--- Begin Excerpt to read ---

Thank you! Man, fast responses on this forum! My computer is running another memory test as we speak and I'm using a friend's laptop. I'll try removing the driver and using windows update to find a Microsoft driver, Is it possible or recommended to use the x64 Vista driver (more recent release) Dell recommended possibly using the x64 Vista driver for my system at their website.

But AVG caused the BSOD? I've never had it crash before. (as far as I know) Do you recommend AVG or Microsoft Security Essentials?

Also I've noticed a strong correlation between people using Google Chrome and getting strange BSOD's. I've read it on several other threads, and sites... I've been using Chrome during every one of my BSOD's. I'll uninstall Chrome also. I guess it's worth a try.

I'll run driver verifier and keep this thread updated if more happens.


----------



## Jonathan_King (Apr 3, 2010)

*Re: BSOD PFN_LIST_CORRUPT Win 7 Ultimate x64*

AVG is known to cause BSODs, so during BSOD cases, MSE is recommended.

http://www.microsoft.com/security_essentials

Not to say all AVG users have problems; the _probability_ of problems is increased.

It does seem like a lot of BSODs are encountered when using Chrome, but then, I see even more of them when Firefox is running.

I'm willing to dismiss those as caused by the high percentage of time spent using a web browser. Not that the browser is at fault, but whatever else is causing the BSODs occurred while it was running.


----------



## Cricketboy (Aug 20, 2010)

*Re: BSOD PFN_LIST_CORRUPT Win 7 Ultimate x64*

Ok, ran Driver Verifier again for several days and got several BSOD's on boot as expected, they all said IRQL_NOT_LESS_OR_EQUAL. Haven't had the other BSOD's they were driver verifier enabled, so that issue might have been solved, but I doubt the issue is solved.

jcgriff2, I ran the Windows 7 Compatibility Advisor before installing Windows 7, and again to tell you what it says. the SigmaTel audio device, and Broadcom device are listed as compatible with Windows 7. Drivers have been updated with more recent Microsoft drivers.

Dump files posted below.


----------



## jcgriff2 (Sep 30, 2007)

*Re: BSOD PFN_LIST_CORRUPT Win 7 Ultimate x64*

Hi - 

The dump files from the Driver Verifier BSODs are needed. There were no VERIFIER_ENABLED kernel dump files in the zip attachment.

Rerun Driver Verifier --> http://jcgriff2.com/driver_verifier.htm

Driver Verifier does not fix anything. As you noticed, it causes BSODs. Assuming software is the cause of a BSOD, Driver Verifier will flag a 3rd party driver if it finds a violation. Information regarding the flagged driver is then added to the memory dump making it easier to ID the culprit.

I did notice that you have 4x1 = 4 GB RAM. WMI reports 2 different manufacturers; 2 sticks each. Take 2 of the same manufacturer sticks out and see if system stabilizes.

Regards. . .

jcgriff2

`


----------



## Cricketboy (Aug 20, 2010)

*Re: BSOD PFN_LIST_CORRUPT Win 7 Ultimate x64*

I ran your BSOD collecting program wrong. I re-uploaded the files. Verifier has been running for several days and is running now.

--- End Excerpt to read ---

Condense the paragraph of the BSOD thread that begins "Driver Verifier does not fix anything" into a short bulleted list that keeps its main facts. The data after the BSOD thread is separate material.

--- Begin Data excerpts ---

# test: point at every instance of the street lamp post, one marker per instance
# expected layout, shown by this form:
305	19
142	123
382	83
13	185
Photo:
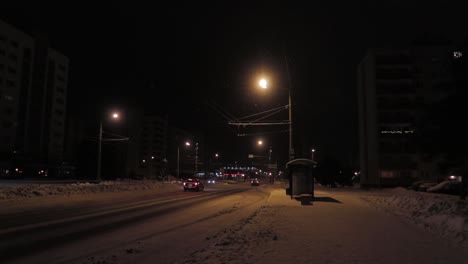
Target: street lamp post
264	85
178	157
291	149
269	155
98	173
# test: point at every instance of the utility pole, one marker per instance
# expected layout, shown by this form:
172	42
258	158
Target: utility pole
291	149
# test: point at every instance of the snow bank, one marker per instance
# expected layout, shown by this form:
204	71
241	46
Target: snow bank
24	191
446	215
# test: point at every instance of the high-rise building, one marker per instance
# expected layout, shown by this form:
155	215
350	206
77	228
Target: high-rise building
33	90
153	147
16	64
394	85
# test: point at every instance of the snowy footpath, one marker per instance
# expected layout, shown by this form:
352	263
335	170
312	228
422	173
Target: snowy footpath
346	227
340	226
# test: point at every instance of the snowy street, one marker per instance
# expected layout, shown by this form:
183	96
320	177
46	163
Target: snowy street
228	223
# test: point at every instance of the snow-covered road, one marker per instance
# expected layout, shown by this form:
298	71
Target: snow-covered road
263	225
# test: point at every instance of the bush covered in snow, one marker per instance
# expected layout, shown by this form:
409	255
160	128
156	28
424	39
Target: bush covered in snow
36	189
446	215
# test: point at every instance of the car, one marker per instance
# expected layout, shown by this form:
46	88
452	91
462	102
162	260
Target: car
193	185
211	180
447	187
254	182
424	186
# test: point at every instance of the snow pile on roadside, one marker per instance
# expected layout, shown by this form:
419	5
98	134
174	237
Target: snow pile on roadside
446	215
244	242
38	190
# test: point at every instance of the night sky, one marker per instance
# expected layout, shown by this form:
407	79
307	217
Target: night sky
196	61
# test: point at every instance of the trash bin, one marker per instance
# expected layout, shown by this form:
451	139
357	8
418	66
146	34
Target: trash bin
301	179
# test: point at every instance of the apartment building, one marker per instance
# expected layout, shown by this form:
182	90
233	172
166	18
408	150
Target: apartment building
33	90
394	85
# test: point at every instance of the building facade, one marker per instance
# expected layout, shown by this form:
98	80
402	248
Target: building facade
16	64
152	150
33	91
394	85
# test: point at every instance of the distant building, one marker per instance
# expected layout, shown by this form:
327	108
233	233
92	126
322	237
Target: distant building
33	90
183	151
152	148
16	65
393	87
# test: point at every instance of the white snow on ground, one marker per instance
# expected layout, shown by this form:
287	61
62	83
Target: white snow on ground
269	228
10	190
446	215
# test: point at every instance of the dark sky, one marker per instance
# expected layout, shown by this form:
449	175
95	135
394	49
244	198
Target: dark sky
185	59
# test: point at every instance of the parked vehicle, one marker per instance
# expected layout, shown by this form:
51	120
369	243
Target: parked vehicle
254	182
423	187
193	185
447	187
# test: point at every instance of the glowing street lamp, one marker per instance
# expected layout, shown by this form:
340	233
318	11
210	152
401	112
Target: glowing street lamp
178	157
114	116
264	84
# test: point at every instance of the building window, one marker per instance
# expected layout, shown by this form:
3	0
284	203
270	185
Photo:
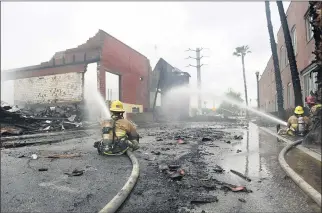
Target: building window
309	83
294	39
282	55
309	28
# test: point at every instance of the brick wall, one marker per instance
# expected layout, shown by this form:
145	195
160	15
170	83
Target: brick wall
120	59
49	89
267	88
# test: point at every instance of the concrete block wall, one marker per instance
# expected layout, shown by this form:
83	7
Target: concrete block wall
58	88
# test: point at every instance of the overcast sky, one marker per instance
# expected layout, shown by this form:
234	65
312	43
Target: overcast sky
32	32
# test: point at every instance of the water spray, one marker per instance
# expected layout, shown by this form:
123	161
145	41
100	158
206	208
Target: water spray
180	91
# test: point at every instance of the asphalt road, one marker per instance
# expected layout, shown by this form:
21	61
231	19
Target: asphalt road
25	189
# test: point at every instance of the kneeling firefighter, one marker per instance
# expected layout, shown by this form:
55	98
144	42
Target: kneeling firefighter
298	124
118	134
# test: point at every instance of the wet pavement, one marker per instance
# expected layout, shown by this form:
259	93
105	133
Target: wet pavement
195	147
26	189
305	166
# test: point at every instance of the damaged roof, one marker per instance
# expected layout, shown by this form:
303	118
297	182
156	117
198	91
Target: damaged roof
168	67
93	43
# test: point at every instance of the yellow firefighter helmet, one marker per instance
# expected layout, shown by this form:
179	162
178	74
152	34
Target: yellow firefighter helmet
299	110
117	106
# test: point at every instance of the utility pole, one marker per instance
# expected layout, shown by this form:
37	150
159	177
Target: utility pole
257	79
198	57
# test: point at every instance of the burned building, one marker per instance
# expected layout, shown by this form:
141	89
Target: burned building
165	81
61	79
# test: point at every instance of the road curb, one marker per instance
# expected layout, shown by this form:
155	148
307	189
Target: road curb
307	151
309	190
12	138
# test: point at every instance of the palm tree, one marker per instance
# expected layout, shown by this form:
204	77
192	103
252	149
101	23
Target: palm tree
291	57
278	80
241	52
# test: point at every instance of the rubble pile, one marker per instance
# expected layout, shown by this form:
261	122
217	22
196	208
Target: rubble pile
16	121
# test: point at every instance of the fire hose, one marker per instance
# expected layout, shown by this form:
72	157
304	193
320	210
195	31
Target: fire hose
120	197
309	190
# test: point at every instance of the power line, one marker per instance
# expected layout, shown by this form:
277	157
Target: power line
198	66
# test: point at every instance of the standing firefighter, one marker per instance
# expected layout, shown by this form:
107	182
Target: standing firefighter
313	105
298	124
118	133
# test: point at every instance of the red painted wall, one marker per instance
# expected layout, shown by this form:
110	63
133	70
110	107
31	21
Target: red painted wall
118	58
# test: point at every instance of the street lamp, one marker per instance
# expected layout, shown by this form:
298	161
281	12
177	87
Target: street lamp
257	79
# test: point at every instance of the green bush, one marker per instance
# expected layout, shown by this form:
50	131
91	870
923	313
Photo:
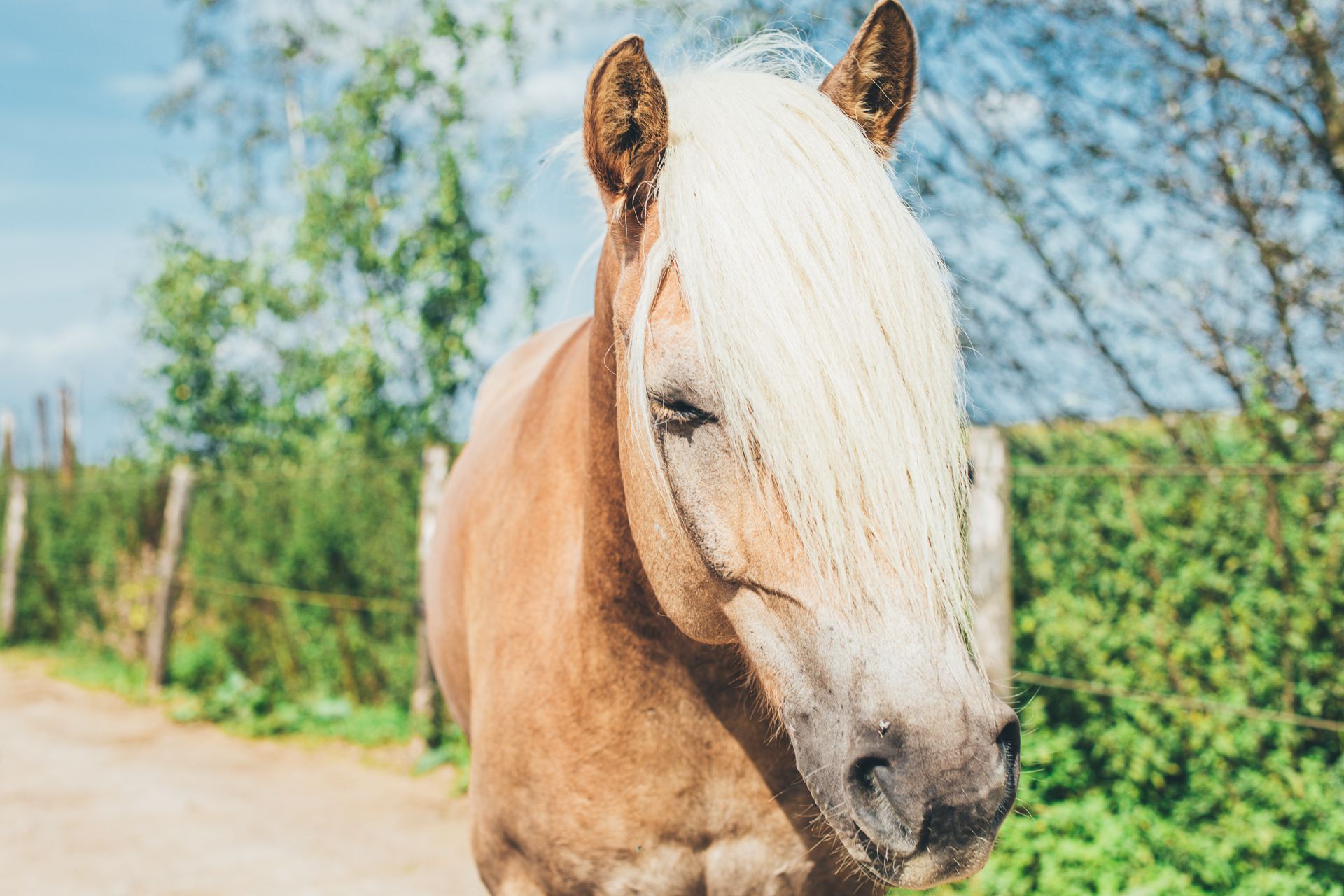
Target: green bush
1218	587
336	526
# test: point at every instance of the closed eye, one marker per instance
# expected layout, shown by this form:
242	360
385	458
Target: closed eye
675	412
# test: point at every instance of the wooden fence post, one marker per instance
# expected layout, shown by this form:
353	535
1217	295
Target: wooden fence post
432	493
67	438
42	433
7	429
14	531
169	545
991	556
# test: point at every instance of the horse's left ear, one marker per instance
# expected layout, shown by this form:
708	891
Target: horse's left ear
875	83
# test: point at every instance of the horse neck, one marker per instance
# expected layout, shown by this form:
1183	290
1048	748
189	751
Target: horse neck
612	568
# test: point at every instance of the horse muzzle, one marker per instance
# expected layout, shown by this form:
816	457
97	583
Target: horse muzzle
916	813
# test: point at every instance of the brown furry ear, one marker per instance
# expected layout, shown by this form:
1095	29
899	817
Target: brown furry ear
625	122
875	83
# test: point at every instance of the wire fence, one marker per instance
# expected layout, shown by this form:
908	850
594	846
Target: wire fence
45	484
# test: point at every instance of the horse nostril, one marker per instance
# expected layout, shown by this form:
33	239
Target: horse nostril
1009	748
876	801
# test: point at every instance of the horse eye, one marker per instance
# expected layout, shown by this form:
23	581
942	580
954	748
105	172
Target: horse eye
676	412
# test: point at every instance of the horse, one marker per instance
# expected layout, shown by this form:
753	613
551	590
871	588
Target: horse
698	589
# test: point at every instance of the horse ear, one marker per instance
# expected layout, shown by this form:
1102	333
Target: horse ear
625	121
875	83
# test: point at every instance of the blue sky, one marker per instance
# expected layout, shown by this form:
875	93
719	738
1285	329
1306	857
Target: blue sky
84	174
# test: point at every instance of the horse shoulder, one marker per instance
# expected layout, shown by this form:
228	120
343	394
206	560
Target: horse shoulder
517	372
519	415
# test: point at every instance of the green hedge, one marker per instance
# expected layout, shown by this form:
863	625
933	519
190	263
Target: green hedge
332	527
1219	587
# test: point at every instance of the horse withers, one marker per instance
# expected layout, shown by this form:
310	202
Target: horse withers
699	583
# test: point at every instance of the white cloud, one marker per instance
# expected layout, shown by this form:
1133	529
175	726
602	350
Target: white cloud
151	86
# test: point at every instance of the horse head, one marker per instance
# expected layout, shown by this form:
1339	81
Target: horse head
790	438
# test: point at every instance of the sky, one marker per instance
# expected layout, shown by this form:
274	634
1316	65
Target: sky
84	178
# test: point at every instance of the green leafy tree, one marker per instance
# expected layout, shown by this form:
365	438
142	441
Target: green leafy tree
346	323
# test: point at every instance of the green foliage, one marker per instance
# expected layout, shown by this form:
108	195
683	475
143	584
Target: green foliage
88	574
1225	589
347	330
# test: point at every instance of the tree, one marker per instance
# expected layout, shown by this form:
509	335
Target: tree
346	318
1142	202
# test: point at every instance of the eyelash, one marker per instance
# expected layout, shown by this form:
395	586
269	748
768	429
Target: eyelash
666	413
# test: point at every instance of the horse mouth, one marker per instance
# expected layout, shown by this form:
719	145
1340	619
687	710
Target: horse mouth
936	858
878	862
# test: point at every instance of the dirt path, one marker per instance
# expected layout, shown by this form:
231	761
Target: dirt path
104	798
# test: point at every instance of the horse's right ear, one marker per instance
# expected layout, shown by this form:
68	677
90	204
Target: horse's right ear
625	122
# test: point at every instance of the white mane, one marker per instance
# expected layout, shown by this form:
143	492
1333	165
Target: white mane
825	321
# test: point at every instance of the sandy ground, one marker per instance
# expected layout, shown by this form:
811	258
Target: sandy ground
100	797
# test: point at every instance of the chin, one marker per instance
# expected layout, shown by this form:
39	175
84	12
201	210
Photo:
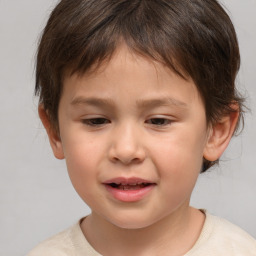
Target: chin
132	222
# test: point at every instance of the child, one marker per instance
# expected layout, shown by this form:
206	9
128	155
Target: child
139	97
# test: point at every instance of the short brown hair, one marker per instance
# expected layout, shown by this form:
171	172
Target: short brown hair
194	38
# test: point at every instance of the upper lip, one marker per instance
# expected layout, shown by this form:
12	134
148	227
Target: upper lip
127	181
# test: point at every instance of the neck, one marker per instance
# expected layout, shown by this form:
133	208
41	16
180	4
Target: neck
173	235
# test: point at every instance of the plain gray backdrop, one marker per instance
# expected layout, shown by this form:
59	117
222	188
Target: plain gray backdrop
37	199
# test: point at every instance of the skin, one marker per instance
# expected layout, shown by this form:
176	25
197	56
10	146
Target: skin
134	117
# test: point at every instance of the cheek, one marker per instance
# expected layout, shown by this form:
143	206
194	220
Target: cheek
179	162
82	159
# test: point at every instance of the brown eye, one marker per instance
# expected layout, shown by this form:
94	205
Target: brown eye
159	121
95	121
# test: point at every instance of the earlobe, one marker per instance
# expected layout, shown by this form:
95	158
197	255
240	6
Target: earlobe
220	135
53	136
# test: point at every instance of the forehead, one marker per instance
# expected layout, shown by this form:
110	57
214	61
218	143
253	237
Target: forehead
127	73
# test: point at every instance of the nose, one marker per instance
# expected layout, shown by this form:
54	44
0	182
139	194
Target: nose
127	145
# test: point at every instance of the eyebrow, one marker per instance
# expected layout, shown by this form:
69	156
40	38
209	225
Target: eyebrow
141	103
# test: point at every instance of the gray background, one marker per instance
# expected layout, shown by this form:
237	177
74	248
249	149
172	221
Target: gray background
36	196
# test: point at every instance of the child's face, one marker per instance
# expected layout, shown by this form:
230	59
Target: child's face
132	122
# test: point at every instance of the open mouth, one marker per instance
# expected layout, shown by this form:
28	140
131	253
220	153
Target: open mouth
135	186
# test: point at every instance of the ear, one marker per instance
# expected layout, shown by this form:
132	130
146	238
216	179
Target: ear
220	135
53	136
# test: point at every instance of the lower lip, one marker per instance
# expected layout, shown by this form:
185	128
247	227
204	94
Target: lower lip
130	195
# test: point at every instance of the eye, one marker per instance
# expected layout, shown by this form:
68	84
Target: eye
159	121
95	121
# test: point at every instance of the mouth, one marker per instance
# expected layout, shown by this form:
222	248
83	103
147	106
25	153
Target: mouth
129	189
133	186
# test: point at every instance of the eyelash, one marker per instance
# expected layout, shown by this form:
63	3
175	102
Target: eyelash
96	122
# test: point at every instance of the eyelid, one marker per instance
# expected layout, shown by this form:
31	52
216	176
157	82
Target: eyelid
89	121
167	120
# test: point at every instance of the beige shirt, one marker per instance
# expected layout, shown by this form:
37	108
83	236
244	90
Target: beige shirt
218	238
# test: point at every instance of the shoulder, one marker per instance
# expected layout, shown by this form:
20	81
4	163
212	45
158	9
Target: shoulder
70	242
60	244
220	237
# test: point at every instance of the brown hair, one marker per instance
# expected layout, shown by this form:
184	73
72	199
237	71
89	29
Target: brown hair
194	38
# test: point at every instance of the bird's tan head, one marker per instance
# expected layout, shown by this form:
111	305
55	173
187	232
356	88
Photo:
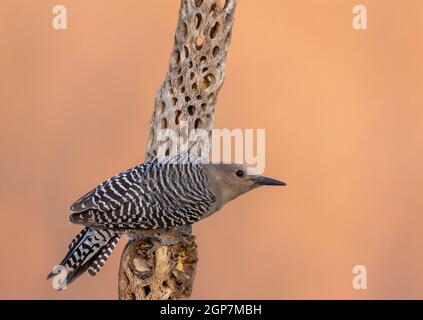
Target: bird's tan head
229	181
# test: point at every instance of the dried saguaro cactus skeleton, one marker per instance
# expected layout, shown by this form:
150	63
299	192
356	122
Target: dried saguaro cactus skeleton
161	264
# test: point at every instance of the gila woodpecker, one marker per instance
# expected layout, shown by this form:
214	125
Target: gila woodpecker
158	194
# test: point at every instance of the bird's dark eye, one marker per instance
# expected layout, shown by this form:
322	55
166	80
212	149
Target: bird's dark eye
239	173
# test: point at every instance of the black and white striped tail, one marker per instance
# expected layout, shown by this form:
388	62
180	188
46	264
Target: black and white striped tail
89	250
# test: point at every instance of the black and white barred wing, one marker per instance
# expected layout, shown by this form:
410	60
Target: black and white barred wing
113	193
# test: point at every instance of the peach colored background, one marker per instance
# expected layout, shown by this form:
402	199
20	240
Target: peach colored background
343	113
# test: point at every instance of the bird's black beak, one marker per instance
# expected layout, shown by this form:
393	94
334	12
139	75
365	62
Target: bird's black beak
265	181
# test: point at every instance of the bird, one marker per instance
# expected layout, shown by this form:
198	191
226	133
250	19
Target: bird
161	193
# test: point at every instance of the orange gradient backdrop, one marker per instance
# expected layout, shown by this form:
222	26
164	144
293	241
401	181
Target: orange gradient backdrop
343	113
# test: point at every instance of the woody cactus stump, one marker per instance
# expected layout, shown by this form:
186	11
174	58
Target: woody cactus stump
161	264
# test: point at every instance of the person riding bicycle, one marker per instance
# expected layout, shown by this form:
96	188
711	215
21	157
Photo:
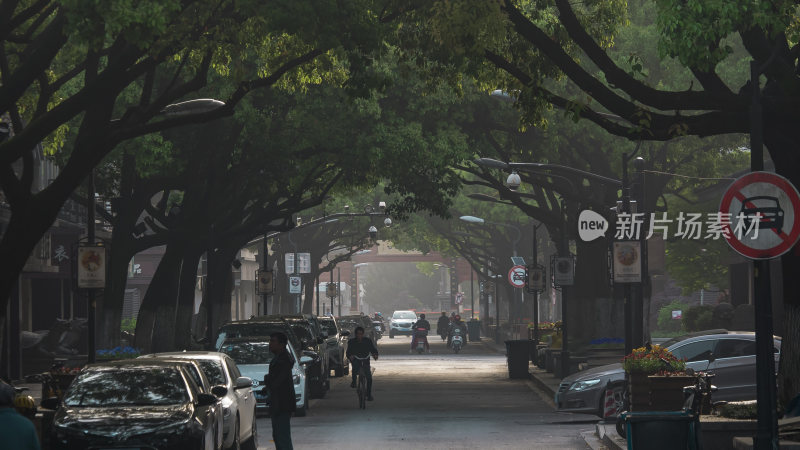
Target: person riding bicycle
361	347
442	325
422	323
457	323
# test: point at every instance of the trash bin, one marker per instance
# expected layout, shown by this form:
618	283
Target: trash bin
657	430
517	356
474	330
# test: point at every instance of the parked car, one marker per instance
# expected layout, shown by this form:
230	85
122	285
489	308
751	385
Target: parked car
360	320
317	371
139	403
401	323
306	328
238	403
337	346
252	356
733	362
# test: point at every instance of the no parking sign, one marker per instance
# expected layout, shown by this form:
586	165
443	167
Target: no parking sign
770	204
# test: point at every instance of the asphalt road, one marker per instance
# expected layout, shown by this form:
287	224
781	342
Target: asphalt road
435	401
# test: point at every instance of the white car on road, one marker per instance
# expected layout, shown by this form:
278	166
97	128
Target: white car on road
252	355
239	404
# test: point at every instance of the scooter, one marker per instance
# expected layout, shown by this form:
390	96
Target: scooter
421	334
458	340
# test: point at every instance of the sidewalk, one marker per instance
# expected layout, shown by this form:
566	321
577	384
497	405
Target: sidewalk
545	381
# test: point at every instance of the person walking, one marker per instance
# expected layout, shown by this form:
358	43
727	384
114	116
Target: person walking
443	326
17	432
278	382
362	347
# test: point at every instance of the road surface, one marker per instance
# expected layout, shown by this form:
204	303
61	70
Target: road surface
435	401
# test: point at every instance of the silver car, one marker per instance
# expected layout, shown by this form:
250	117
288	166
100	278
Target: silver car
734	364
238	405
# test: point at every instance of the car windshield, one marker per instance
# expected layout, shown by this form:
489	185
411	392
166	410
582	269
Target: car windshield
302	332
248	352
128	387
329	325
409	315
213	370
235	330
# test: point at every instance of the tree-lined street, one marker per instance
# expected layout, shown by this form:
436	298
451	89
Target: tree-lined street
437	401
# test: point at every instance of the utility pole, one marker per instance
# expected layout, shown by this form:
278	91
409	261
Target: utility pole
90	295
626	287
767	434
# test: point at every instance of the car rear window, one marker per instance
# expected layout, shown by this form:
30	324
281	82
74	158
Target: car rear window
248	352
213	370
406	315
135	386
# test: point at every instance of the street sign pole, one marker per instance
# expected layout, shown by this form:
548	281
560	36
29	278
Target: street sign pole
767	434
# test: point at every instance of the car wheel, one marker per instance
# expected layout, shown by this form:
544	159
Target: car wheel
236	444
252	443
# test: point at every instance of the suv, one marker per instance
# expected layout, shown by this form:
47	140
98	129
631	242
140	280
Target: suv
731	355
301	335
363	321
337	345
401	323
306	328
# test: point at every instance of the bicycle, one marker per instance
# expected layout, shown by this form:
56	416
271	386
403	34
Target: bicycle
361	381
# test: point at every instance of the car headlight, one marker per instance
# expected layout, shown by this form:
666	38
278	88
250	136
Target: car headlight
583	385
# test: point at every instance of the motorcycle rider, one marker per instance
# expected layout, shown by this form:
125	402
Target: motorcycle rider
457	323
421	323
443	325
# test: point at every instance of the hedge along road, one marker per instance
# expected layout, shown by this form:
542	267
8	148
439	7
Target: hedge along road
435	401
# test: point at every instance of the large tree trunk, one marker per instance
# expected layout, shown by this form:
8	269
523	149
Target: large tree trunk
217	293
592	312
185	311
155	324
110	317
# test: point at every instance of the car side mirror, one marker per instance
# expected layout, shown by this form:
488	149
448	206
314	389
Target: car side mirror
204	399
50	403
219	391
243	382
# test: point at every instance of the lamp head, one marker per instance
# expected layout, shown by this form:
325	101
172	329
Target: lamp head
513	181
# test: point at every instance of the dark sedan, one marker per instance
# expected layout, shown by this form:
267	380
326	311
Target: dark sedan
151	404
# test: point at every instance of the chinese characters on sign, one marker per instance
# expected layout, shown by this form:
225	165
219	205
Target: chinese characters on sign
689	226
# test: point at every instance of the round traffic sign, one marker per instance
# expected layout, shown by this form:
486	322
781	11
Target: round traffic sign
772	198
516	276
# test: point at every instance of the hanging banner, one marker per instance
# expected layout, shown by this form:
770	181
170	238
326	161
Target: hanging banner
288	260
304	263
627	262
91	267
295	286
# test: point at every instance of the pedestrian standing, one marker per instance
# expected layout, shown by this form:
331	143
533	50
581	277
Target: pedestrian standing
278	382
16	431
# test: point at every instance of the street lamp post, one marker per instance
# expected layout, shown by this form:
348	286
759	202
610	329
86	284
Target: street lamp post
478	220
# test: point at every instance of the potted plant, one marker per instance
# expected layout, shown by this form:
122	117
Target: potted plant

--- End Data excerpts ---

→ Reply
- Driver Verifier fixes nothing and, as noticed, causes BSODs.
- If software causes a BSOD, it flags a third-party driver when it finds a violation.
- Information about the flagged driver is added to the memory dump, which makes the culprit easier to identify.